INSTRUCTIONS FOR THE TASK: In the Peking travel text below, list every price stated in pounds.

SUPPLIED TEXT:

For 1,000 years, Peking has been the physical and spiritual heart of China, home to the Emperors and their modern equivalents. There is still plenty of evidence left of Imperial times, including the most spectacular buildings and tranquil parks in the country, but the main impression today is of brash modernity - a city criss-crossed with freeways and bright with concrete and glass. It can seem vast and inhuman, but it is not hard to unearth the city's more private side; with the best food, sights and hotels in China, Peking is easy to enjoy. Its most fascinating aspect is the snapshot that it provides of a deeply conservative country in the throes of radical change.

GETTING THERE

AIR: The lowest fares to Peking cost around pounds 325 return in low season, rising to pounds 400 in high season. Packages can be very good value for a short trip. At present, China Travel Service (0171-836 9911) offers very cheap flight-and-hotel packages to Peking. Currently on offer is a four-night package for only pounds 399, which can be taken any time to the end of September but must be booked before the end of June. From July, prices will be adjusted upwards but not necessarily by much. Hayes and Jarvis (0181-222 7822) also has a special offer of flight-plus-four-nights, available and bookable to the end of July. The eight-night deal is from pounds 659. (Prices do not include visas.)

[Object position labeling entries]

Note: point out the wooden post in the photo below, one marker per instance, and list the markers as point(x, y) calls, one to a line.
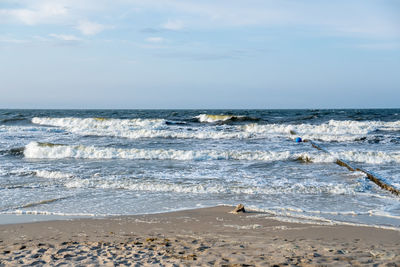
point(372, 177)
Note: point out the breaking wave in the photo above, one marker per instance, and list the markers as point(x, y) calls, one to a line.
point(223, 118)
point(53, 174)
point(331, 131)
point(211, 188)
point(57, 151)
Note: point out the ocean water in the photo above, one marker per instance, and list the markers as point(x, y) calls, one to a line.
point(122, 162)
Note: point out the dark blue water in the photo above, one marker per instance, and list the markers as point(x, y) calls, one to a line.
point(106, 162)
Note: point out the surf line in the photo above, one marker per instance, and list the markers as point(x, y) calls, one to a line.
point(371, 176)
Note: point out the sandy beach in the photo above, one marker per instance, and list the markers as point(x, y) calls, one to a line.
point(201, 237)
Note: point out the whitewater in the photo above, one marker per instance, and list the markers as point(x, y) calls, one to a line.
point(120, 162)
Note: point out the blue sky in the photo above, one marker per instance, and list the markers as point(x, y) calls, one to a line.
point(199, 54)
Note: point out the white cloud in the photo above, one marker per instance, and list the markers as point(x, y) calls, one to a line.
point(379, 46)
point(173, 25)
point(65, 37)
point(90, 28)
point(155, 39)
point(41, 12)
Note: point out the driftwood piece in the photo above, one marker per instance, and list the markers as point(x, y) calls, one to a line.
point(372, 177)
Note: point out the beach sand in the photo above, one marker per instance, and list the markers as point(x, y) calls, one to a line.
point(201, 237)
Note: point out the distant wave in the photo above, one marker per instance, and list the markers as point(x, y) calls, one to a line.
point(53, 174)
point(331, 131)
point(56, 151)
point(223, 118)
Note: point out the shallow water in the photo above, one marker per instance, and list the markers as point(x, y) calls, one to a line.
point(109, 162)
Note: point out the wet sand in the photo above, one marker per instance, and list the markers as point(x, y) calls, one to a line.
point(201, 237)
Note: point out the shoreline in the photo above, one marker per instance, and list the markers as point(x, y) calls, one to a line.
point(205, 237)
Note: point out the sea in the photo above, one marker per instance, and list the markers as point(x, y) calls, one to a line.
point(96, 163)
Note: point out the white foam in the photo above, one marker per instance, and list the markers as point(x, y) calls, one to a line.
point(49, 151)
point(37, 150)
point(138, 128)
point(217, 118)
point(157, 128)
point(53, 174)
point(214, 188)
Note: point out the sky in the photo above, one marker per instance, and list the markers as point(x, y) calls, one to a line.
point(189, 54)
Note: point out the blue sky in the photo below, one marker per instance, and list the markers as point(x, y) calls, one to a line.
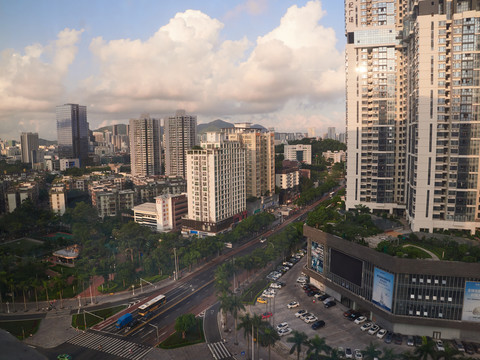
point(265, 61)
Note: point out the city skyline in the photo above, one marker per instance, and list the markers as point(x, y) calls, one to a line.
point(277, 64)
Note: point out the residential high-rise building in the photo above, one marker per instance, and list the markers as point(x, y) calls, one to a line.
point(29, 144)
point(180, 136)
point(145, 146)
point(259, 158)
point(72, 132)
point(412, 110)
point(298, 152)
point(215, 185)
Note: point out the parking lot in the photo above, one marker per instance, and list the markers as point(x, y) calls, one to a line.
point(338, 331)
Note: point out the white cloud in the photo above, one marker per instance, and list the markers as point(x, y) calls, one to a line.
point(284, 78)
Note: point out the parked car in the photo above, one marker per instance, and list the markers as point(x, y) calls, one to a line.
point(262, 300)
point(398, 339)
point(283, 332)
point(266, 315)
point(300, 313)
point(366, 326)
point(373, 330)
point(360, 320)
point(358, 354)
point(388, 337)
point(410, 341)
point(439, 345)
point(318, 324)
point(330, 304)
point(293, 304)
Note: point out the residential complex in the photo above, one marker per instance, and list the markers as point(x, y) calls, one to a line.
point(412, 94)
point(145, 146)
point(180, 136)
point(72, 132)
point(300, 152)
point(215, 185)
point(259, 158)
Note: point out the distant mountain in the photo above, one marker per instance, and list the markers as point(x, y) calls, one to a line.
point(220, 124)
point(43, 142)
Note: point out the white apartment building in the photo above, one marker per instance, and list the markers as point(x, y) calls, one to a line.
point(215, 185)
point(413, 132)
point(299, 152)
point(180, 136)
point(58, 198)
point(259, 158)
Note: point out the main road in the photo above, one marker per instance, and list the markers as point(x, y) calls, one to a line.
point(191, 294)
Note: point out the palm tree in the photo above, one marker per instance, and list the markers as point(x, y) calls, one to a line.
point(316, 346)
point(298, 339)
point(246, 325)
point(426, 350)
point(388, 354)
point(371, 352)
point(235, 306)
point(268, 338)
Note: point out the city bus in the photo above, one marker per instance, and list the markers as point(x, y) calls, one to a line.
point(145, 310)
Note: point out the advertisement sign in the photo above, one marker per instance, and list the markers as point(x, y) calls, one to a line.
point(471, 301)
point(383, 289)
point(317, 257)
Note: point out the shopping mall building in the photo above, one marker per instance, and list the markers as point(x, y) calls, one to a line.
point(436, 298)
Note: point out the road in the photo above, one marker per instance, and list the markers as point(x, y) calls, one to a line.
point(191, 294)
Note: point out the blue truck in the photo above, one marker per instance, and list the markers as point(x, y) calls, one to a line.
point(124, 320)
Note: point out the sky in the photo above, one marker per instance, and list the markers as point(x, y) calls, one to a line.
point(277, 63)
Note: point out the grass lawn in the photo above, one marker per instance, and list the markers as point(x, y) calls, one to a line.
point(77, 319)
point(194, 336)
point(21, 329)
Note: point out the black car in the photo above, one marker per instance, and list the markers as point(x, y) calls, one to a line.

TASK RESPONSE:
pounds 325
pounds 400
pounds 399
pounds 659